— Start Input material —

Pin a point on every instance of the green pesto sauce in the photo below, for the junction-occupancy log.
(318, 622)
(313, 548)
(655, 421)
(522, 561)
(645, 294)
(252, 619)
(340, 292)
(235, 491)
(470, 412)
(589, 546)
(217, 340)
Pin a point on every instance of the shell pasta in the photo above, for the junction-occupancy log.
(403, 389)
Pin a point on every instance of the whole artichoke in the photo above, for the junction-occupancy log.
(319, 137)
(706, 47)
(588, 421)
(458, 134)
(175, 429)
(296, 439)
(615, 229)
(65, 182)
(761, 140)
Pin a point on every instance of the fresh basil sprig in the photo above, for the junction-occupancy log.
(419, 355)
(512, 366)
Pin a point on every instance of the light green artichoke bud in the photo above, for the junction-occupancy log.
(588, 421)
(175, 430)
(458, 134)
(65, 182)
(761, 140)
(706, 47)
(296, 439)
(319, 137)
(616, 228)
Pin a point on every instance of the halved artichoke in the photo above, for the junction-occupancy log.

— End Input material —

* Exercise objective *
Starting at the line that contains "Pin a point on every instance of the light" and ending with the last of the lines, rewrite those lines with "junction-occupancy log" replaced by "intersection-occupancy log" and everything else unchanged.

* Response to the exercise *
Pin a point on every instance of the light green artichoke bud in the photo above, for the intersection-occupancy log.
(588, 421)
(175, 430)
(458, 134)
(65, 182)
(761, 140)
(706, 47)
(296, 439)
(319, 137)
(616, 228)
Pin a point on every instance of the halved artichoke in the photo above, for the intersection-occupancy log.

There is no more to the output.